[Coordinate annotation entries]
^^^^^^^^^^^^^^^^

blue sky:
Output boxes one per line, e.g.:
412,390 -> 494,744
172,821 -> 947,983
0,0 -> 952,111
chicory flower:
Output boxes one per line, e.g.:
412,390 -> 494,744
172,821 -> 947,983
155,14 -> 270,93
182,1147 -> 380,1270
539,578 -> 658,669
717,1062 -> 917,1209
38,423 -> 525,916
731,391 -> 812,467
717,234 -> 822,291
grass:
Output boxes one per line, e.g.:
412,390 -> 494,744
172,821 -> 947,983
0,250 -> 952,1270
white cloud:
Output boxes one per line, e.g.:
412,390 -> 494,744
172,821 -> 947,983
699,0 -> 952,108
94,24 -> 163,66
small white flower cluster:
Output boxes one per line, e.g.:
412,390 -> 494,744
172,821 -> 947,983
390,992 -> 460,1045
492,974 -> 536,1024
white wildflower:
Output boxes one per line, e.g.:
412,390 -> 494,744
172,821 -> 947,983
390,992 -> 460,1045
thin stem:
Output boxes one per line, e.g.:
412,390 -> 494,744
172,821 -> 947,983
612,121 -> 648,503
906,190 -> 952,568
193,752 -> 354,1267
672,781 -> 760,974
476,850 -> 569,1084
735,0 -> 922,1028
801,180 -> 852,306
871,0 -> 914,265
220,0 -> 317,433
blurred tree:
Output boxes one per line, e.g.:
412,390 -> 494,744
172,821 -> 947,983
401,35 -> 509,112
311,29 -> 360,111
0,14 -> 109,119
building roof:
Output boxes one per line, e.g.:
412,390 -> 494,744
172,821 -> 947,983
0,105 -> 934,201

^^^^^^^^^^^^^^^^

> _INSTRUCTION_
Copy the whole listing above line for line, changing nothing.

> _EXERCISE RESULT_
blue sky:
Output boxes one per line, e.g.:
412,390 -> 494,744
172,821 -> 947,983
0,0 -> 952,111
chicory flower:
Output boxes one per line, e.g.:
412,390 -> 494,744
172,821 -> 947,983
155,14 -> 270,93
182,1147 -> 380,1270
539,578 -> 658,669
717,1062 -> 917,1209
38,423 -> 525,916
731,391 -> 812,467
717,234 -> 822,291
grass:
Output boxes one per line, e.g.:
412,390 -> 494,744
172,821 -> 947,983
0,250 -> 952,1270
white cloud:
Output boxes one per line, e.g.:
412,390 -> 494,744
172,821 -> 947,983
699,0 -> 952,108
94,24 -> 163,66
small white flower cluster:
Output boxes one per line, e.g.:
412,390 -> 494,744
172,821 -> 947,983
390,992 -> 460,1045
492,974 -> 536,1024
white wildflower:
Output boxes one per line, e.g.:
412,390 -> 494,744
172,821 -> 947,983
390,992 -> 460,1045
thin stem:
Output boxes one per line, e.g.:
412,390 -> 494,744
172,821 -> 947,983
612,121 -> 648,503
906,190 -> 952,568
193,752 -> 354,1267
672,781 -> 760,974
476,850 -> 569,1084
735,0 -> 922,1028
801,180 -> 852,306
871,0 -> 914,265
220,0 -> 317,433
blurred tree:
Output boxes one per line, e.g.:
412,390 -> 494,744
172,821 -> 947,983
401,35 -> 509,112
311,29 -> 360,111
0,14 -> 109,119
building roof:
Output boxes one per line, e.g.:
412,390 -> 494,744
172,821 -> 947,983
0,105 -> 934,201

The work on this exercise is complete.